====== ENTRIES PROVIDED ======
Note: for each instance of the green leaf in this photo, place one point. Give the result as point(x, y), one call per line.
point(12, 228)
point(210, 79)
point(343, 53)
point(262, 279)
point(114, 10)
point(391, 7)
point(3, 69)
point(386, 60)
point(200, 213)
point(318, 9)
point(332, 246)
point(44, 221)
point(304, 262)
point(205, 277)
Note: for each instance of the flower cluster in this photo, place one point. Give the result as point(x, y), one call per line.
======
REQUEST ->
Recast the data above as a Markdown table with two columns, Row and Line. Put a row number in the first column and one line of the data in the second, skipping any blank lines.

SOLVED PROBLEM ->
| Row | Line |
|---|---|
| 1 | Note: for each instance of the green leaf in this photo, place one point. Give the result as point(x, y), one call per line. |
| 2 | point(12, 228) |
| 3 | point(210, 79) |
| 4 | point(343, 53) |
| 5 | point(262, 279) |
| 6 | point(114, 10) |
| 7 | point(391, 7) |
| 8 | point(3, 69) |
| 9 | point(386, 60) |
| 10 | point(200, 213) |
| 11 | point(318, 9) |
| 12 | point(332, 246) |
| 13 | point(44, 221) |
| 14 | point(304, 262) |
| 15 | point(205, 277) |
| 16 | Note: for each instance of the flower cluster in this photo, place one point. Give the result as point(x, y), one call per line. |